Stated exercise:
In the entries below, find the line containing "Field log: drop a marker on each instance of the stone". Copy it and all lines after it, exactly, through the end.

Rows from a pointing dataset
_ _ _ _ _ _ _

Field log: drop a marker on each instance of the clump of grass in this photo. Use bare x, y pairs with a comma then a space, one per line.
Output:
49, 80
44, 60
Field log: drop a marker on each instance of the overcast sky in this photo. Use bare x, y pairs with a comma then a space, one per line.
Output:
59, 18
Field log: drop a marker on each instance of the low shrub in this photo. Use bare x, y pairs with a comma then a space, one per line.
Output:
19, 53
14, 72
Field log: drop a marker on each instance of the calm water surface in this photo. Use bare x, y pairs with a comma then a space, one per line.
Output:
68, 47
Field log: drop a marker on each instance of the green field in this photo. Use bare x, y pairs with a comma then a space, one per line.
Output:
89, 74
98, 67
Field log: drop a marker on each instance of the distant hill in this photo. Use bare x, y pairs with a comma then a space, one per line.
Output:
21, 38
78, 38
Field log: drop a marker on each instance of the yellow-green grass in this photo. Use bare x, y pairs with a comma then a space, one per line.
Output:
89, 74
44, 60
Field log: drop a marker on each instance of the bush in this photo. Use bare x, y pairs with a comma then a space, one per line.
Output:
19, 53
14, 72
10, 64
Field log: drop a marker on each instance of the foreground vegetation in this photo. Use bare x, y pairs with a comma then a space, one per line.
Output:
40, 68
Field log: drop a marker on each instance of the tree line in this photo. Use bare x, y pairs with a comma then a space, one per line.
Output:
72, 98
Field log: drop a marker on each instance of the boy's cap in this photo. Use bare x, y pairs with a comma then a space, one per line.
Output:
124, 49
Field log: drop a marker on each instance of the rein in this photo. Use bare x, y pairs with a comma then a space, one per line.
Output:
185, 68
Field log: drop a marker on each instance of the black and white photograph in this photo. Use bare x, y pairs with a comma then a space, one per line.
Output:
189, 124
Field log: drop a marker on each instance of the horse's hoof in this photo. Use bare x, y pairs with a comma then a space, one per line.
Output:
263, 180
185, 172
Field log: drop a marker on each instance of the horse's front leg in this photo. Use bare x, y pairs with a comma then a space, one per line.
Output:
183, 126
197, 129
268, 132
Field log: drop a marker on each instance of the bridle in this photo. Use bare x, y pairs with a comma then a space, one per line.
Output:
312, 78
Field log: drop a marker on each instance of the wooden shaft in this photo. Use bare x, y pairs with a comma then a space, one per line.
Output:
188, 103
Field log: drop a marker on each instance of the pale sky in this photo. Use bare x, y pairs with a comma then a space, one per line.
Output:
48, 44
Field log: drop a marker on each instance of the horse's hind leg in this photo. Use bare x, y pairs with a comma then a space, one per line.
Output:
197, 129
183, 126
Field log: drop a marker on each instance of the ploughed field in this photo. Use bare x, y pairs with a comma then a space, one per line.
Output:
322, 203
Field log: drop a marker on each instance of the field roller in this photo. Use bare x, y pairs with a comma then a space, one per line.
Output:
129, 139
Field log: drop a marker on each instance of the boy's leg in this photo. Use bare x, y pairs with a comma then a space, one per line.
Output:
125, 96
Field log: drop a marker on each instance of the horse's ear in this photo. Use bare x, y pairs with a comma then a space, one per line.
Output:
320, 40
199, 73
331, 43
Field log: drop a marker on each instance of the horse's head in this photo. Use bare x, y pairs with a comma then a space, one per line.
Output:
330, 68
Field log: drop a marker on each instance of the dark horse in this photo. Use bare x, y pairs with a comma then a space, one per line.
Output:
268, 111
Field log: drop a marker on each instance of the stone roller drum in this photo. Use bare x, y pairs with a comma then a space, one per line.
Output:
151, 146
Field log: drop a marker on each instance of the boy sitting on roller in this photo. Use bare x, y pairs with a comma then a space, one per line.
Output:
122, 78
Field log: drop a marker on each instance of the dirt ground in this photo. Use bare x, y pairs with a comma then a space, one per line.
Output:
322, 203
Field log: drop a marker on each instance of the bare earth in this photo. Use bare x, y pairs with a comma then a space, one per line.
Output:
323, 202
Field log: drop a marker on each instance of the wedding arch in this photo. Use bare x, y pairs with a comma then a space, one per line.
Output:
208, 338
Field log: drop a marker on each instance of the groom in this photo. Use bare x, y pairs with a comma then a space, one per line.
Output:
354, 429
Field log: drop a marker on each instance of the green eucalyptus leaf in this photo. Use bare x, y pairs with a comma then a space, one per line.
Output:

_ _ _ _ _ _ _

Answer to this task:
Field log: drop a marker on each instance of the stone roller drum in this photo. Use bare x, y pairs with a comma then a space, one per line.
Output:
151, 146
Field log: drop a marker on each instance of the boy sitting on roller in this photo. Use bare x, y pairs with a comma then a space, one per line.
Output:
122, 78
Field log: drop a marker on each instance of the dirt ground in this photo. Use bare x, y pairs with a comma then a space, one per line.
Output:
322, 203
Field log: drop a marker on each instance of the bare earth in this photo. Use bare x, y pairs with a comma then a space, one per line.
Output:
323, 202
Field log: drop a marker on each instance of the wedding arch in this photo. Use bare x, y pairs with a comma then a space, one per line.
Output:
208, 338
Field log: drop a marker on each instance of the groom in this photo. Use bare x, y pairs with a comma then a space, one per line.
Output:
354, 429
Field log: drop a marker on each instance of the green eucalyptus leaf in this photo. Use bare x, y pairs with a comma then a space, one per line.
Output:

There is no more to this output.